═══ Gösterilen metin
Emsal Mahkeme Kararı İstanbul Bölge Adliye Mahkemesi 15. Hukuk Dairesi 2017/782 E. 2018/990 K. 16.07.2018 T.

Görüntülediğiniz mahkeme kararı kesinleşmiş bir karardır.

T.C.
İSTANBUL
BÖLGE ADLİYE MAHKEMESİ
15.HUKUK DAİRESİ DURUŞMALI
DOSYA NO: 2017/782
KARAR NO : 2018/990
TÜRK MİLLETİ ADINA
BÖLGE ADLİYE MAHKEMESİ KARARI
İNCELENEN KARARIN
MAHKEMESİ : İSTANBUL ANADOLU 8. ASLİYE TİCARET MAHKEMESİ
TARİHİ : 06/04/2017
NUMARASI : 2015/1819 Esas, 2017/339 Karar,
DAVANIN KONUSU : Alacak
KARAR TARİHİ : 16/07/2018
Taraflar arasında görülen davanın yerel mahkemece yapılan yargılaması sonucunda verilen hükme karşı istinaf yoluna başvurulmuş olup, HMK m.356 hükmü gereğince duruşmalı olarak yapılan istinaf incelemesi sonunda;
GEREĞİ GÖRÜŞÜLÜP DÜŞÜNÜLDÜ :
Davacı vekili; müvekkiline ait kompresörün davalı tarafından 20/12/2012 tarihinde revize edildiğini ve 5 yıl boyunca her türlü imalat, malzeme, işçilik, montaj ve demontaj hatalarına karşı garanti verildiğini, müvekkilinin revizyon ve garanti bedeli olarak 41.300 euro ödemeyi yaptığını, ancak kompresörün 07/03/2015 tarihi ve sonrasında sürekli arıza verdiğini, davalının müvekkiline gönderdiği 26/06/2015 tarihli rapor ile kompresörde ‘sente dişlilerinin kırılması’ sonucu onarımı mümkün olmayan hasar oluştuğu ve çalıştırılabilmesi için garanti kapsamında olmayan ‘LP elementinin’ ve ‘LP tahrik dişlilerinin’ değişmesi gerektiğinin bildirildiğini, müvekkilinin ücretsiz onarım ve parça değişimi talebine olumsuz cevap verilmesi üzerine 09/09/2015 tarihli ihtarname ile sözleşmeden döndüğünü ve ödediği bedelin iadesini talep ettiğini, davalının revizyon işini tekniğine uygun olarak yerine getirmesi ve periyodik olarak makineyi kontrol etmesi gerektiğini, elementlerin ve malzemelerin 5 yıl garantili olduğunu, müvekkilinin yaptırmış olduğu bilirkişi incelemesi ile davalının revizyon işini usulüne uygun yapmadığının ortaya çıktığını, kompresörde rotor yüzeylerinin ve rotorun çalıştığı basınç odasının iç duvarlarının usulüne uygun kaplanmamış olması, kaplamanın 5 yıllık garanti süresinin bitiminden önce aşınmış veya kalkmış olmasının paslanmaya yol açtığı ve pasın sac kalınlığındaki boşlukları doldurması sonucu dönen parçaların sıkışması neticesinde hasarın oluştuğu, ilk arıza tarihi olan 07/03/2015 ile dişlilerin kırıldığının bildirildiği 26/06/2015 arasında kompresörün defalarca tamir için götürülüp getirilmesine rağmen sente dişlisinin kırıldığından bahsedilmediğini, arızanın tüm kompresörü etkilediğinden bedelin tümünün iadesi gerektiğini ileri sürerek, davalıya ödenen 41.300,00 Euro’nun dava tarihinden itibaren işleyecek ticari avans faizi ile birlikte davalıdan tahsiline karar verilmesini talep ve dava etmiştir.
══════
- _Görev gereklilikleri_:
(1) Mahkeme kararına göre aşağıdaki soruları yanıtlayın ve cevaplarınızı da (a), (b), (c) ile işaretleyin.
(a) İncelenen kararı hangi mahkeme vermiştir?
(b) Davanın konusu nedir?
(c) Davacı vekiline göre müvekkil, revizyon ve garanti bedeli olarak ne kadar ödemiştir?
(2) Mahkeme kararının bir bölümünü aynen aktarın: "Emsal Mahkeme Kararı" sözcüklerinin geçtiği yerden başlayın, "kesinleşmiş bir karardır." sözcüklerinden sonra durun.
═══ Verilen materyal
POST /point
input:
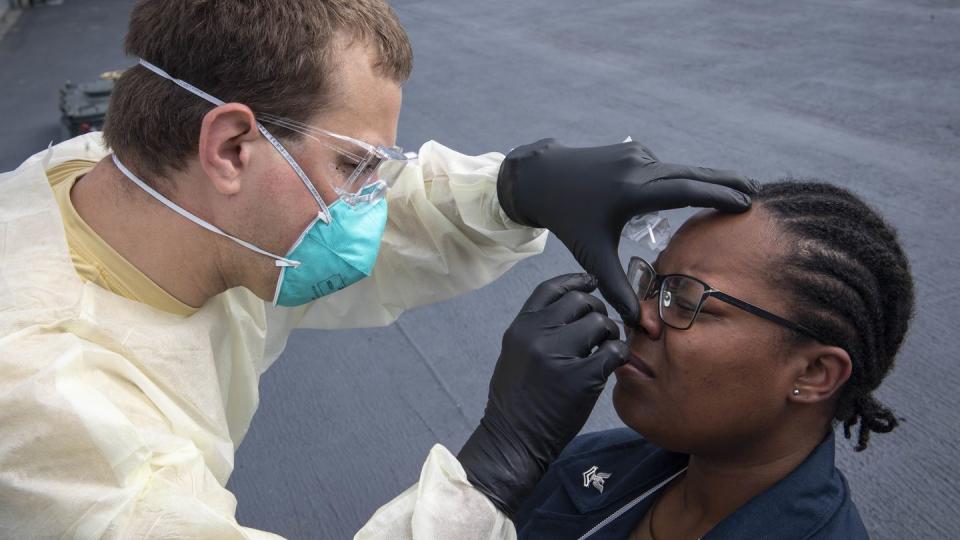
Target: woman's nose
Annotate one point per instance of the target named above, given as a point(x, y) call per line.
point(650, 321)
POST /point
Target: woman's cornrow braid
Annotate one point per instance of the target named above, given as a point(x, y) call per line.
point(853, 287)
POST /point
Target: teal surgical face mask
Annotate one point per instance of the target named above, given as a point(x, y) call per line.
point(338, 248)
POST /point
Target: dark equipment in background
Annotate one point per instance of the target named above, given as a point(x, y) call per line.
point(84, 105)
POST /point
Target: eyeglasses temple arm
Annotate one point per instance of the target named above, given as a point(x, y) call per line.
point(760, 312)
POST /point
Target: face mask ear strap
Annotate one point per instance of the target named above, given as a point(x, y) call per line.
point(324, 213)
point(183, 84)
point(281, 261)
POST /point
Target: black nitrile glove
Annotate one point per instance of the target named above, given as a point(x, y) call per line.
point(586, 195)
point(546, 382)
══════
- _Cevaplar_:
(1)
(a) İstanbul Anadolu 8. Asliye Ticaret Mahkemesi
(b) Alacak
(c) 41.300 euro

(2)
Emsal Mahkeme Kararı İstanbul Bölge Adliye Mahkemesi 15. Hukuk Dairesi 2017/782 E. 2018/990 K. 16.07.2018 T.

Görüntülediğiniz mahkeme kararı kesinleşmiş bir karardır.